(Set task): Pick out every line in the items below that contains the word "leaf", and copy each one. Match the case exactly.

Labeled-object pointing entries:
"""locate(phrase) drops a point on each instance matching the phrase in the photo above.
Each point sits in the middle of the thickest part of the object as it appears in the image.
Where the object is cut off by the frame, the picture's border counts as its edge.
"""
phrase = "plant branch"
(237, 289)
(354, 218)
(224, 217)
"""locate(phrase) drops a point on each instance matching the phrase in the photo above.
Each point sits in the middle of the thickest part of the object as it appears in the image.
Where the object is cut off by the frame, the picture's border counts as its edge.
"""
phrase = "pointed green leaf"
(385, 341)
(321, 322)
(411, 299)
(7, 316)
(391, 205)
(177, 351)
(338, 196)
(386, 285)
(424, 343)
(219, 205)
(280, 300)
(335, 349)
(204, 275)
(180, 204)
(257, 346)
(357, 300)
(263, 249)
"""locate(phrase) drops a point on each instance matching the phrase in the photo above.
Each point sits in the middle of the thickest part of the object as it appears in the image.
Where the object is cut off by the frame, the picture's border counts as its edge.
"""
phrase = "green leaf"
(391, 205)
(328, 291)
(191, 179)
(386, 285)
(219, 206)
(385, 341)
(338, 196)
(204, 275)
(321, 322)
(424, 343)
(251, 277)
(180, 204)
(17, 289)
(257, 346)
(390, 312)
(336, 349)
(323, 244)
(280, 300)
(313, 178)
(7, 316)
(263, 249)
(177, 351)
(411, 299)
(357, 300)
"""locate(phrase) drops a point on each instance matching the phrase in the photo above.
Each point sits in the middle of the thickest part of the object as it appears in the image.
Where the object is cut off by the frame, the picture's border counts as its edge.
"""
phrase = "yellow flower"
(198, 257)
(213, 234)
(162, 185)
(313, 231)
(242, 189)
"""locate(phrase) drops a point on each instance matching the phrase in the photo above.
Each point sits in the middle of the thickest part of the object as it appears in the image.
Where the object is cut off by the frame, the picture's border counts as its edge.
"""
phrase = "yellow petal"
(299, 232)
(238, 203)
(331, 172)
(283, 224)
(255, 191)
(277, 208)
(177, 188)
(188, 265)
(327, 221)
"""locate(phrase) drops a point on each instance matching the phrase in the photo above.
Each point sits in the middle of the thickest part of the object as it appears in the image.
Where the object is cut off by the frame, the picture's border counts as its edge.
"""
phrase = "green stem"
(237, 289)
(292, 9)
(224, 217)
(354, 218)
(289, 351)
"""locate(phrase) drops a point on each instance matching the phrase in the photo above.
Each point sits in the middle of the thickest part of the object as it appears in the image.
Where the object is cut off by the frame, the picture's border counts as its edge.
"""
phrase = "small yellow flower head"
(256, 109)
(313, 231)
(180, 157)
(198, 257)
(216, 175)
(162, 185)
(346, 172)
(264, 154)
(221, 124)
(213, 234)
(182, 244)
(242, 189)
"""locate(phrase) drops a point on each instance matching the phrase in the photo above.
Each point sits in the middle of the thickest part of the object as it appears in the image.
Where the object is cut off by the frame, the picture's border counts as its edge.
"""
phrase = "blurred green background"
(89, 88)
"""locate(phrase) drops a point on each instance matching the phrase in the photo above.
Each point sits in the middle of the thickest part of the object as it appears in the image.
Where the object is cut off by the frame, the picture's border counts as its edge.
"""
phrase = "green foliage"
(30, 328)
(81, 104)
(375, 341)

* * *

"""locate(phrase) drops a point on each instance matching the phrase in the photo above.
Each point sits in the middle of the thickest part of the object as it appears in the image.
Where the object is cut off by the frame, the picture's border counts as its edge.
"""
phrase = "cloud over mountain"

--

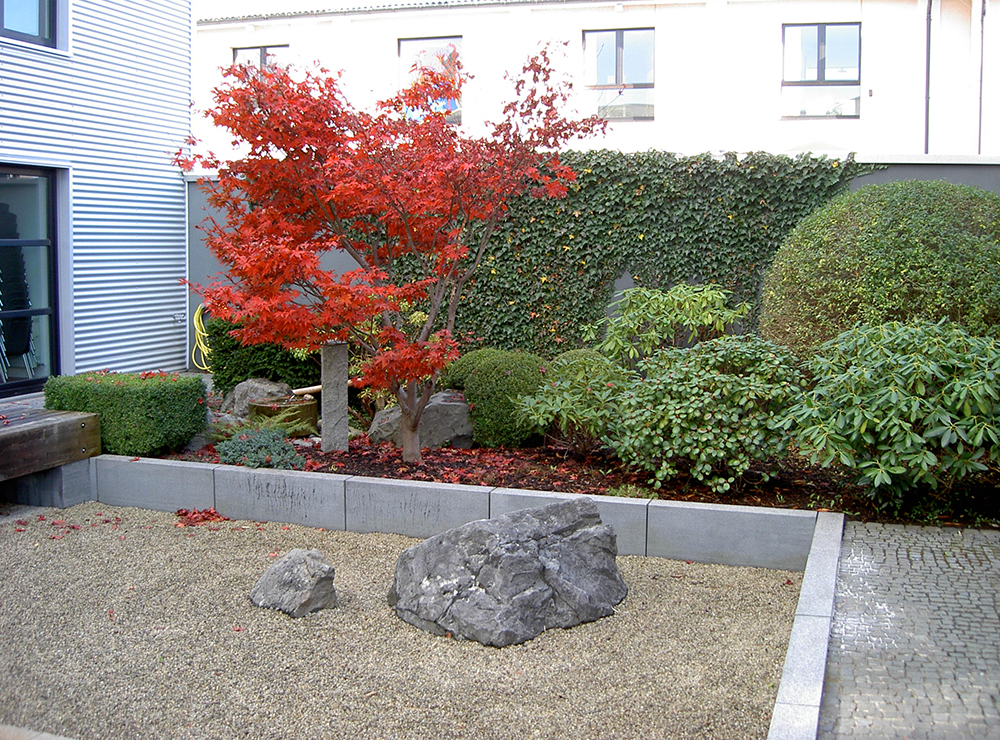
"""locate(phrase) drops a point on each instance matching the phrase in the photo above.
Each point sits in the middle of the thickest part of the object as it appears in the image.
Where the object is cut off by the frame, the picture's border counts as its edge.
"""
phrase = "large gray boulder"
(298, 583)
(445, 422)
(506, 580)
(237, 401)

(Answer to this exercise):
phrase = "pointed green leaf"
phrase = "green leaf"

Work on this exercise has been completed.